DOCUMENT SECTION =
☆ ☆ ☆ ☆ ☆ ☆ ☆
In real life, lead actress Selena Gomez is building her own, much bigger, empire.
The 32-year-old rose to fame as a kid on the Disney Channel, started a music career, created her own beauty brand and is now starring on the Emmy-nominated Hulu show. In the process, she has built a fortune that has made her one of the youngest female self-made billionaires in the United States.
The actress, singer and entrepreneur is worth US$1.3 billion (S$1.7 billion), according to the Bloomberg Billionaires Index, which is ranking her for the first time.
Unlike her close friend, American singer-songwriter Taylor Swift – who has reached billionaire status largely from her music and touring – Gomez has become wealthy from a mix of businesses that leverage her talent and hundreds of millions of social media followers.
“Selena is not just a pop star,” said Ms Stacy Jones, founder and chief executive officer of Hollywood Branded, a Los Angeles-based branding agency. “She’s a multifaceted businesswoman with diverse income streams contributing to her impressive net worth.”
The vast bulk of her wealth is tied to Rare Beauty Brands, the make-up line she started in 2019 and has become a hit with influencers and cosmetics-obsessed teens. But she also has brand partnerships, acting deals and a mental-health start-up, an array that should help ensure wealth longevity should she decide to stay away from the public eye.
Mr Brent Saunders, chief executive of eye-health company Bausch + Lomb and an investor in Gomez’s Wondermind start-up, said there is a key factor for her success: authenticity.
“You’ve got a real role model of how a celebrity can use their influence and expertise to do good and create good business,” he said. “Selena epitomises that.”
Representatives for Gomez did not respond to requests for comment.
Bloomberg’s wealth analysis took into account the estimated value of her stake in Rare Beauty, her interest in Wondermind, the estimated value of her music album sales and properties, and earnings from streaming deals, brand partnerships, concert tickets and acting.
It assumes the lowest estimated value of her stakes in businesses and is based only on assets that could be confirmed or traced from publicly disclosed figures.
Child star
As a child, Gomez got her start in the spotlight as part of the cast of American children’s TV series Barney & Friends (1992 to 2010). She moved on to star as Alex Russo in the Disney Channel’s Wizards Of Waverly Place from 2007 to 2012. It turned into a hit that earned the then teenaged Gomez around US$3 million in total.
☆ ☆ ☆ ☆ ☆ ☆ ☆
A run of records:

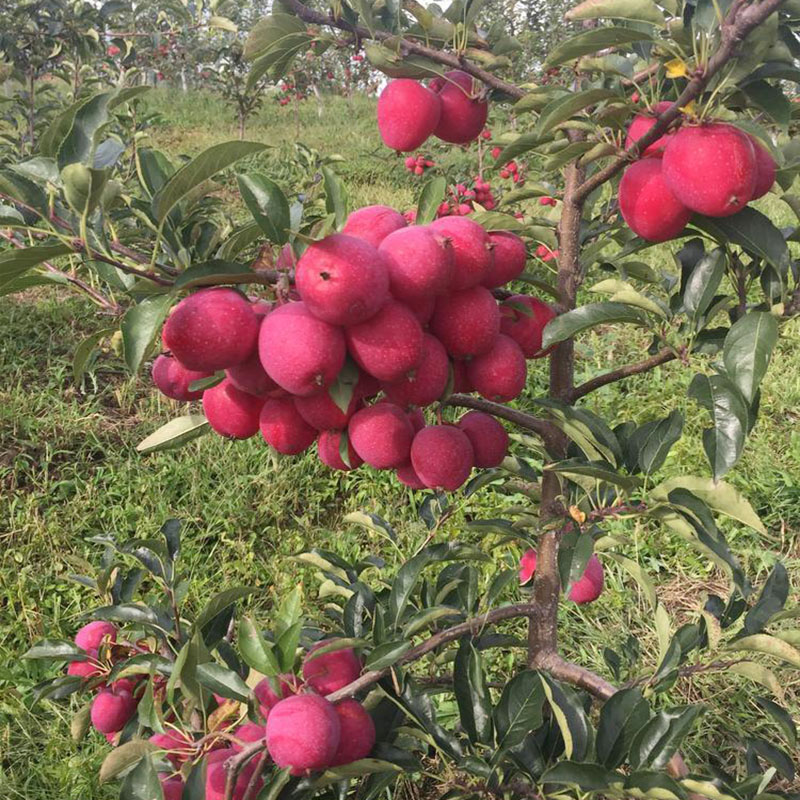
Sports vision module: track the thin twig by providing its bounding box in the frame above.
[569,347,678,403]
[283,0,525,100]
[574,0,786,202]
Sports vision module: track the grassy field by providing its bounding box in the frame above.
[0,94,800,800]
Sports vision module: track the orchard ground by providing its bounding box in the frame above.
[0,91,800,800]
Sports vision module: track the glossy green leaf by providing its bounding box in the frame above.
[153,142,268,223]
[539,673,593,761]
[756,697,797,747]
[120,294,175,373]
[564,0,664,26]
[545,27,653,67]
[542,303,647,347]
[98,739,158,783]
[322,167,348,229]
[539,761,617,792]
[236,172,291,244]
[682,247,728,324]
[722,311,778,404]
[364,640,411,669]
[652,475,767,534]
[196,661,250,703]
[416,175,447,225]
[494,670,545,750]
[453,639,494,744]
[536,89,624,136]
[119,753,164,800]
[630,705,704,769]
[628,411,683,475]
[689,375,749,480]
[175,259,257,291]
[236,617,280,675]
[725,633,800,667]
[597,688,650,769]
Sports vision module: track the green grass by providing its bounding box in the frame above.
[0,92,800,800]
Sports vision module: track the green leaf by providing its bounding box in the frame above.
[542,302,647,348]
[196,661,250,703]
[722,311,778,405]
[538,761,619,792]
[536,89,624,136]
[692,206,791,279]
[322,167,348,229]
[494,670,545,750]
[98,739,158,783]
[174,259,257,291]
[61,164,108,217]
[539,673,592,761]
[564,0,664,26]
[153,142,269,224]
[0,247,72,294]
[119,753,164,800]
[628,411,683,475]
[236,173,291,244]
[120,294,175,373]
[236,617,281,675]
[136,414,210,455]
[689,375,749,480]
[364,640,411,669]
[624,770,687,800]
[193,586,255,631]
[243,14,306,60]
[545,27,653,67]
[416,175,447,225]
[22,639,86,661]
[630,705,704,769]
[652,475,767,535]
[682,247,728,327]
[597,688,650,769]
[743,561,789,633]
[453,639,494,744]
[725,633,800,667]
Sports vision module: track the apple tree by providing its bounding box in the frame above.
[12,0,800,800]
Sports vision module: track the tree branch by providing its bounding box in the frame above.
[569,347,678,403]
[327,603,531,703]
[575,0,785,201]
[442,394,559,445]
[276,0,525,100]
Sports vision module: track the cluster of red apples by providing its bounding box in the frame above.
[67,620,375,800]
[436,180,495,217]
[619,101,775,242]
[153,206,554,491]
[378,70,489,153]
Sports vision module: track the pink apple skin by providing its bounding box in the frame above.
[619,158,692,242]
[75,619,117,654]
[267,694,341,775]
[519,549,604,605]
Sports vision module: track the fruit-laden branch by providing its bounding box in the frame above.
[569,347,678,403]
[281,0,525,100]
[443,394,558,446]
[575,0,786,201]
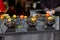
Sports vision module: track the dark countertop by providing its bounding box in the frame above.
[0,30,60,36]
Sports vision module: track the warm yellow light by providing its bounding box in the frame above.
[13,15,16,18]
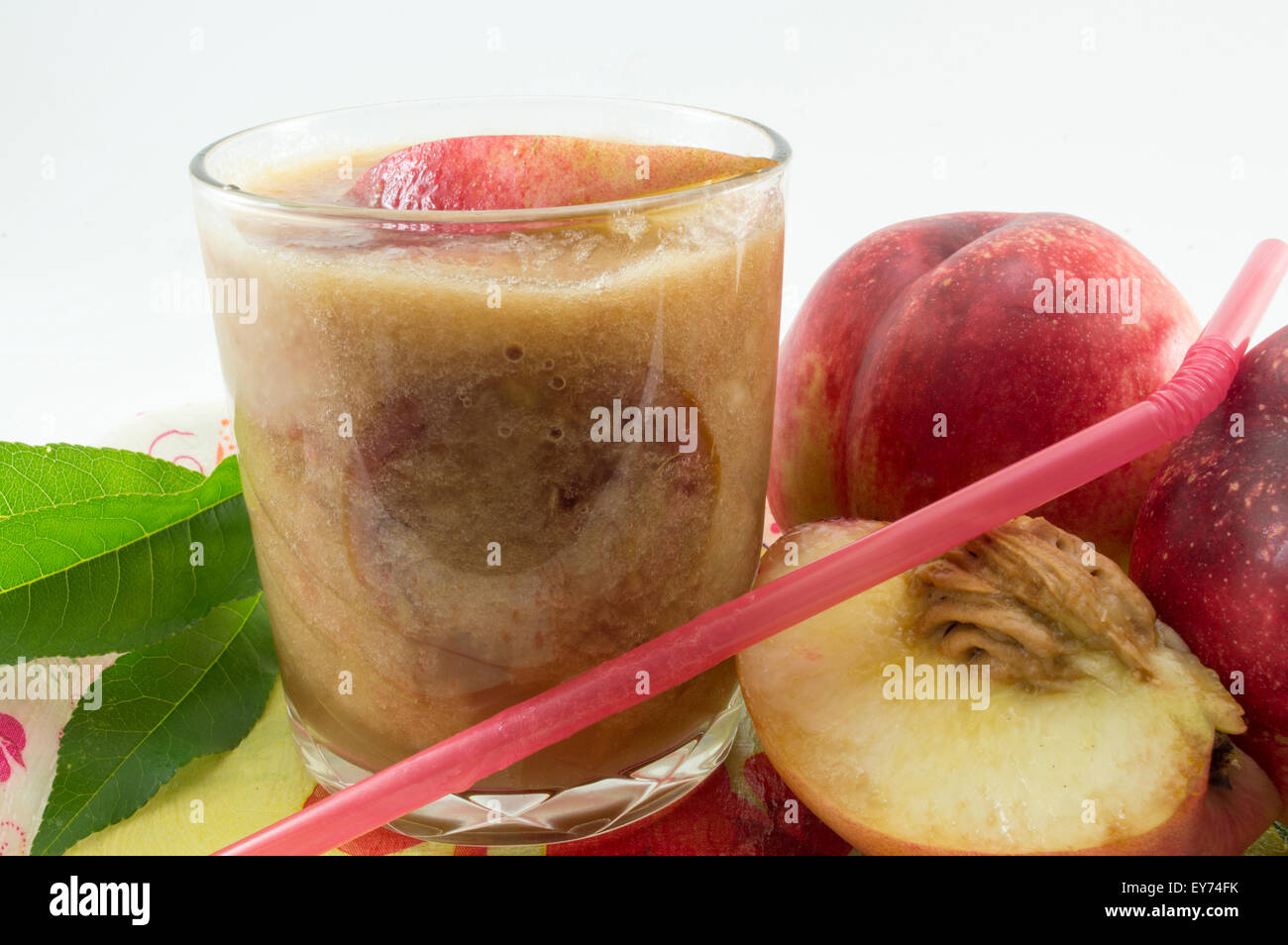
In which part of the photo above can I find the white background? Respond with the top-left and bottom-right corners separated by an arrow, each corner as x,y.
0,0 -> 1288,442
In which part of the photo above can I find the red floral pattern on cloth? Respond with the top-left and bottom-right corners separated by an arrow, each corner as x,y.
0,712 -> 27,782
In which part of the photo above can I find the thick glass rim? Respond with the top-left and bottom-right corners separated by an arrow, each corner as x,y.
188,95 -> 793,224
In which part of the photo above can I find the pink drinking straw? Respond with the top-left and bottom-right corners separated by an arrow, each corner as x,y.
219,240 -> 1288,855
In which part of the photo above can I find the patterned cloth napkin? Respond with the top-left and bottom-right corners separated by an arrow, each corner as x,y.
0,404 -> 850,856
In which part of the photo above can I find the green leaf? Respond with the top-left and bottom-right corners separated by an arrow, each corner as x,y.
31,593 -> 277,855
0,443 -> 202,519
0,456 -> 259,663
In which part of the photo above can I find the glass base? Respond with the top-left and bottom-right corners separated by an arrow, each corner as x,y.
286,690 -> 743,846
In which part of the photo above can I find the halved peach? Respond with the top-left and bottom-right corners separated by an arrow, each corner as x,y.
349,135 -> 774,210
738,517 -> 1279,854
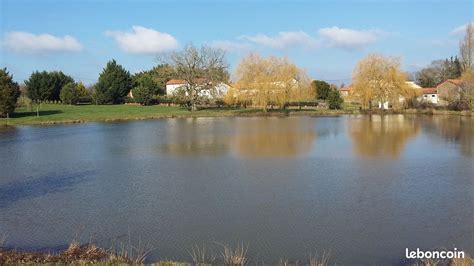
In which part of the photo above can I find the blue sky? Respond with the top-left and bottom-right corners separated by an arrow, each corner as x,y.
0,0 -> 474,84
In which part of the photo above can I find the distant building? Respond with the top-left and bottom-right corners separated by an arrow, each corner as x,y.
436,79 -> 462,105
339,85 -> 352,98
166,79 -> 231,99
418,88 -> 439,104
166,79 -> 187,96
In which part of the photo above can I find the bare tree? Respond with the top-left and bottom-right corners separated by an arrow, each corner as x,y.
158,45 -> 229,111
352,54 -> 409,109
459,23 -> 474,72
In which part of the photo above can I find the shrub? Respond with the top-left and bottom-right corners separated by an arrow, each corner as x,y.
448,100 -> 470,111
0,68 -> 20,117
59,82 -> 79,104
132,85 -> 154,105
95,60 -> 133,104
25,71 -> 74,102
327,89 -> 344,110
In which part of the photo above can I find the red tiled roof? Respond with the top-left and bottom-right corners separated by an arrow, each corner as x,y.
436,79 -> 462,88
447,79 -> 462,85
166,79 -> 186,85
423,88 -> 438,94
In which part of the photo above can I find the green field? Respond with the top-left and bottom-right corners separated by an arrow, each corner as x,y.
0,104 -> 362,125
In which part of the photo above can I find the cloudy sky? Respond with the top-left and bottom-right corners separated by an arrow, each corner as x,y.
0,0 -> 474,84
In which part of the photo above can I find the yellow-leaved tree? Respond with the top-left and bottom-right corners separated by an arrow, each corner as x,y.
352,54 -> 411,109
225,54 -> 313,112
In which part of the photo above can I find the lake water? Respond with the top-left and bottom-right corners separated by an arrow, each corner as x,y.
☆ ☆ ☆ ☆ ☆ ☆ ☆
WHAT IS ASKED =
- A) In the article on Selena Gomez's fortune, turn the paragraph beginning "Bloomberg's wealth analysis took into account" into a short bulleted list of what the analysis considered.
- B) Reproduce the portion of the article on Selena Gomez's fortune between "Mr Brent Saunders, chief" and "her success: authenticity.", inclusive.
The items come from a separate source and have no connection to the article on Selena Gomez's fortune.

EXPECTED ANSWERS =
- A)
Bloomberg's wealth analysis considered:
- the estimated value of her stake in Rare Beauty
- her interest in Wondermind
- the estimated value of her music album sales
- the estimated value of her properties
- earnings from streaming deals, brand partnerships, concert tickets and acting

- B)
Mr Brent Saunders, chief executive of eye-health company Bausch + Lomb and an investor in Gomez’s Wondermind start-up, said there is a key factor for her success: authenticity.